Александр Николаевич Вертинский (1889-1957) — русский эстрадный артист, киноактёр, композитор, поэт и певец, кумир эстрады первой половины XX века. В 1916 году в Москве появилась новая звезда. По нему сходили с ума как девушки, так и юноши. Ему устраивали настоящие овации. Большая часть добропорядочных любителей искусства не могла понять: в чём тут дело? Голос у новоявленного кумира был более чем посредственный, негромкий и неяркий, кроме того, певец отчаянно картавил. На сцену он выходил в костюме Пьеро, набеленный и напудренный, с ярко-красным ртом и черными провалами вокруг глаз. Песенки его оставляли желать лучшего в вопросах вкуса. Это был Александр Вертинский. Он покинул Россию в начале 1920 года, выехав в Константинополь на пароходе «Великий князь Александр Михайлович». Начались долгие и грустные годы в эмиграции. В своей книге «Дорогой длинною» он рассказывает, как с самого начала осознал ошибочность своей эмиграции, как чувствовал себя обманутым, осиротевшим и практически сразу же мечтал вернуться — любой ценой. Вертинский провел в эмиграции 22 года — и эти годы были чрезвычайно плодотворны. Он создал совершенно особый жанр музыкальной новеллы — «песни Вертинского». На его концертах одни плакали, другие насмешливо кривились, но равнодушных не было… С концертами он объездил весь мир, был в Палестине, Китае, Америке, подружился практически со всеми звездами русской эмиграции, среди его поклонников были царственные особы, криминальные элементы, «бывшие люди» и второе поколение эмигрантов, рожденные уже после революции. Его приглашали сниматься в Голливуде, и он даже принял участие в ряде картин. В 1933 году состоялись гастроли Вертинского в Эрец-Исраэль. Певец выступал в Яффо, Тель-Авиве, Хайфе и в Иерусалиме, где на его концерт пришли более семи тысяч зрителей.

В своих мемуарах «Дорогой длинною» Вертинский оставил характеристику общественно-политической ситуации в Палестине, не утратившую актуальности по сей день: «Тель-Авив — маленький, скромный, довольно чистенький провинциальный городок, построенный руками пионеров, наехавших сюда со всех концов света. Палестина очень мала и не может вместить многих. Арабы считают её своей землёй и ни за что не хотят отказаться от неё. Кроме этого, развитию Палестины мешают разного рода причины, которых немало. Прежде всего, Палестину губит благотворительность, которая делает из живой и самодеятельной страны что‑то вроде инвалида, живущего на общественном попечении. Затем — отдалённость её от других стран и отсутствие портов. Это мешает её нормальному общению с остальным миром. А вечный антагонизм между еврейским и арабским населением, искусно разжигаемый и поддерживаемый заинтересованными иностранными кругами, тормозит её торговлю и естественный рост». В последующие годы Вертинский не раз говорил о своем желании вновь побывать в Эрец-Исраэль. В одном из интервью он заметил:

«Хорошо бы съездить в Палестину для концертов: вот где у меня много поклонников!»

- **Список заданий**:
**A.** Ответьте на вопросы по статье о Вертинском и пометьте ответы так же:
(i) Когда и куда Вертинский уехал из России?
(ii) Сколько лет он провёл в эмиграции?
(iii) Сколько зрителей пришло на его концерт в Иерусалиме?
**B.** Подхватите, пожалуйста, статью о Вертинском и продолжите её с того места, где она заканчивается.

- **Записанные данные**:
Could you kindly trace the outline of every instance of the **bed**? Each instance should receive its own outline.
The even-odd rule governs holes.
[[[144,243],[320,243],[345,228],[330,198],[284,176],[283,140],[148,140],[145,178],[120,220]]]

- **Ответы по заданиям**:
**A.**
(i) В начале 1920 года, в Константинополь.
(ii) 22 года.
(iii) Более семи тысяч.

**B.**
Вертинский неоднократно обращался в советские представительства с просьбой разрешить вернуться, но ему отказывали в визе. Ситуация изменилась лишь в 1943 году, когда возвращение Вертинского стало чуть ли не символом сплоченности советского народа. В это тяжелое время ему разрешили вернуться с семьей.

В 1943 году Вертинский предпринял еще одну попытку вернуться в СССР и написал письмо на имя Молотова. Разрешение было получено, и в ноябре 1943 года Александр Николаевич приехал в Москву с женой и трёхмесячной дочерью Марианной. Год спустя 19 декабря 1944 года у супругов родилась вторая дочь, которую они назвали Анастасия, они поселились в гостинице «Метрополь. Вертинский, по воспоминаниям дочери Марианны, говорил о себе:

«У меня нет ничего, кроме мирового имени».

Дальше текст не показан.